— Text block —
_ _ _
Toelken divides his message into an introduction (Cultural Patterns in Native American Folklore) and five chapters: Visual Patterns of Performance (Arts), Kinetic Patterns of Performance (Dance), Oral Patterns of Performance (Song and Story), Patterns and Themes in Native Humour, and Cultural Patterns of Discovery. The section on humour is worth the purchase price. As they say, there is no excuse for a boring social scientist. His discussion of humour and many of the parables throughout the text are well told and poignant. The illustrations are helpful. Some are memorable.

All that said, there are things that do not work for me. An example is the title, which is drawn from Barry Lopez' River Notes, based on an observer studying a random snail shell. Lopez concludes that the shell's form and condition provide us with the evidence we need in order to reconstruct the incidents of the snail's life (i.e. the snail's personal agonies). Toelken sees this as an analogy for how folkloric observations allow us to account for the cultural values underlying folkloric productions. It is a metaphor that Toelken refers to repeatedly. But, whereas the snail's shell reflects genetic structure (i.e. nature) and shows the scars of trauma, Toelken is usually referring to ethnographic issues (i.e. nurture). This makes me uneasy because it confuses nature and nurture, those basic concepts from the first lecture of Anthropology 100. I was disturbed to find many examples of this conceptual fuzziness--in fact, my copy of the book is a mess of marginal questions and quibbles.
_ _ _
— Data excerpts —
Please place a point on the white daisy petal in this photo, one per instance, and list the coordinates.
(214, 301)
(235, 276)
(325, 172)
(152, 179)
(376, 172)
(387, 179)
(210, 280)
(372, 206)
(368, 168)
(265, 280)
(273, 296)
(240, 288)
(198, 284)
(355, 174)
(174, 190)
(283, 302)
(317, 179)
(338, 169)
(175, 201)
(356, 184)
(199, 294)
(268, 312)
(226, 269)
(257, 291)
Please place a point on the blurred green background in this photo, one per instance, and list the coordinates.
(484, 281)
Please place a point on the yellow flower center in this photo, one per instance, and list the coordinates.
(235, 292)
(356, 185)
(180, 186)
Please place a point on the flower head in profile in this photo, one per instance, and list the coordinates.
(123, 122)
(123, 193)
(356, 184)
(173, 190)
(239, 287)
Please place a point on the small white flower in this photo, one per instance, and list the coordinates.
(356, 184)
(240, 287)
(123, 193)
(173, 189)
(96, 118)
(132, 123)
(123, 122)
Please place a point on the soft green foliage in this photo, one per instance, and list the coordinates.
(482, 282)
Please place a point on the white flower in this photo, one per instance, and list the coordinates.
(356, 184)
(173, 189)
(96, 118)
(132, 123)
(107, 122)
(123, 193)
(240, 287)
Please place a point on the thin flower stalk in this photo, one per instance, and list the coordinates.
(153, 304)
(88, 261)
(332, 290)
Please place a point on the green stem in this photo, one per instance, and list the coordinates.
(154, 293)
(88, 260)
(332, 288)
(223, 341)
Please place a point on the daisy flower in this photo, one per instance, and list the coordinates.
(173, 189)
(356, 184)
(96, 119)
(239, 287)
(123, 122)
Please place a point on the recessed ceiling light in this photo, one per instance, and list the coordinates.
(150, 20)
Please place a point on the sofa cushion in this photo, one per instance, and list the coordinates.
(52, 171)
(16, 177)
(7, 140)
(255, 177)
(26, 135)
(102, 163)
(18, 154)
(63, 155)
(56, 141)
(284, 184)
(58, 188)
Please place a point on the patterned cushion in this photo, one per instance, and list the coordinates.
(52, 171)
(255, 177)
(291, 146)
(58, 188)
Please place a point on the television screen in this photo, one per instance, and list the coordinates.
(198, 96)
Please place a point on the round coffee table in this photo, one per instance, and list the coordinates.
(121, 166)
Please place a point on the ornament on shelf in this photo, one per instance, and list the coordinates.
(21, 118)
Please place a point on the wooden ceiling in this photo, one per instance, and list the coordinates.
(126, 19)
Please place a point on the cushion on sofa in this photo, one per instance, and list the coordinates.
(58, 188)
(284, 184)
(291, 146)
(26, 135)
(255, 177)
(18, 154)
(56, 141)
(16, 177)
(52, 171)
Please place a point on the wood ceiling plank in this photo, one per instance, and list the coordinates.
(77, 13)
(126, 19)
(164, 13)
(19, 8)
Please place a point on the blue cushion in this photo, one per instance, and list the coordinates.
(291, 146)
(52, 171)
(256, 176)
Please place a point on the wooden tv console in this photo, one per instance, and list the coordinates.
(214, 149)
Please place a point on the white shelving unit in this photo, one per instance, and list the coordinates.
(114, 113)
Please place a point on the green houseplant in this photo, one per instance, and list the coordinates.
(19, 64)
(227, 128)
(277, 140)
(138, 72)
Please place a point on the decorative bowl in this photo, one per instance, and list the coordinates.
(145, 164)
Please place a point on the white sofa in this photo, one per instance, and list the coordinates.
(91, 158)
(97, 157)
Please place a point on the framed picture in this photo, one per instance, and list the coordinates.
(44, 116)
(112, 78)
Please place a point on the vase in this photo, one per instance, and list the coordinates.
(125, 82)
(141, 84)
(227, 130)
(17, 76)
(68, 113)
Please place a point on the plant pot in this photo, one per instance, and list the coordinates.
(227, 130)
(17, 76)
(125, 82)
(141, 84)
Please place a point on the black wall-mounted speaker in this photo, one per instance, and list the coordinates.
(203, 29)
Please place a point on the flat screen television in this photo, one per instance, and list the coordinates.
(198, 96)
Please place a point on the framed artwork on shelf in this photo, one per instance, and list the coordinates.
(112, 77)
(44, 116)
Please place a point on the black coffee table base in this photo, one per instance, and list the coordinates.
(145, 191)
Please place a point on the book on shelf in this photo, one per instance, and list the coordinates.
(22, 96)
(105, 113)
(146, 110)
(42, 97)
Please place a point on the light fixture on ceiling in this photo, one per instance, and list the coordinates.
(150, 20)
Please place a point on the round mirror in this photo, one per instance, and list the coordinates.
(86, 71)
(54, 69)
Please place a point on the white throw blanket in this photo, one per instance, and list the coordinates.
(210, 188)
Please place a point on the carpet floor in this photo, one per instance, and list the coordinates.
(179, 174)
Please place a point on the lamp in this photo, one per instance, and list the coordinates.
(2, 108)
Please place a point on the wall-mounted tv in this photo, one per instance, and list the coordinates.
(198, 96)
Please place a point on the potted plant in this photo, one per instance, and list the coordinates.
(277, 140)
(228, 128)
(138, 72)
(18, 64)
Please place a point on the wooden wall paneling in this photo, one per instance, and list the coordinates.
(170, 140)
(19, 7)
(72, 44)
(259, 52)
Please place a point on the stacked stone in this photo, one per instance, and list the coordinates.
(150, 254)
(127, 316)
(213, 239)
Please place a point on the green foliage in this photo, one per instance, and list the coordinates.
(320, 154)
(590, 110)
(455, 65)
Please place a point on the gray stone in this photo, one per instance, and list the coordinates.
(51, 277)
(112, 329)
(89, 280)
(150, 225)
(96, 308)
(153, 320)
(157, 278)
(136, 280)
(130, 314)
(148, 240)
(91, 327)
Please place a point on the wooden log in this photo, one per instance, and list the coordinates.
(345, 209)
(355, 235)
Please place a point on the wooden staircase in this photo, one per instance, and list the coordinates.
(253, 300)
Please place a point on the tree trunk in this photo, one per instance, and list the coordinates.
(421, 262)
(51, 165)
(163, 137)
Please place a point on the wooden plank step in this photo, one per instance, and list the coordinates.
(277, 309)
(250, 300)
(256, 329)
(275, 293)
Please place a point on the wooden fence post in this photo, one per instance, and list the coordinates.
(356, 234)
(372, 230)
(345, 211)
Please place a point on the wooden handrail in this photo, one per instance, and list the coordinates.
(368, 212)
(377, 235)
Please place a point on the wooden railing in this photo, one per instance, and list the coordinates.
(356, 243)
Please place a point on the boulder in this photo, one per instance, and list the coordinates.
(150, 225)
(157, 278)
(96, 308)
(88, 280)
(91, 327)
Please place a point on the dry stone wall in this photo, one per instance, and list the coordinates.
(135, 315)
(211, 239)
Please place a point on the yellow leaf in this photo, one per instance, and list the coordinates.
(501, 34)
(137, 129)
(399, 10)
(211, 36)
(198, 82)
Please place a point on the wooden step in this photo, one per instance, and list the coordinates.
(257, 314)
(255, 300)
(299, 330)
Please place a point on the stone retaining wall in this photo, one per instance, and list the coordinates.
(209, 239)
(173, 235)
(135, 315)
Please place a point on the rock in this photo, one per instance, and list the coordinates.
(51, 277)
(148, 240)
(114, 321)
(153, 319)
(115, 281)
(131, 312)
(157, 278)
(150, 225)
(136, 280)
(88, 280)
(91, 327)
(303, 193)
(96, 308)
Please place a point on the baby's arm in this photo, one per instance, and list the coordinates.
_ _ _
— Prompt —
Please repeat word for word the part of the book review above starting with "Toelken divides his" and going on through "Some are memorable.".

— Response to the exercise —
Toelken divides his message into an introduction (Cultural Patterns in Native American Folklore) and five chapters: Visual Patterns of Performance (Arts), Kinetic Patterns of Performance (Dance), Oral Patterns of Performance (Song and Story), Patterns and Themes in Native Humour, and Cultural Patterns of Discovery. The section on humour is worth the purchase price. As they say, there is no excuse for a boring social scientist. His discussion of humour and many of the parables throughout the text are well told and poignant. The illustrations are helpful. Some are memorable.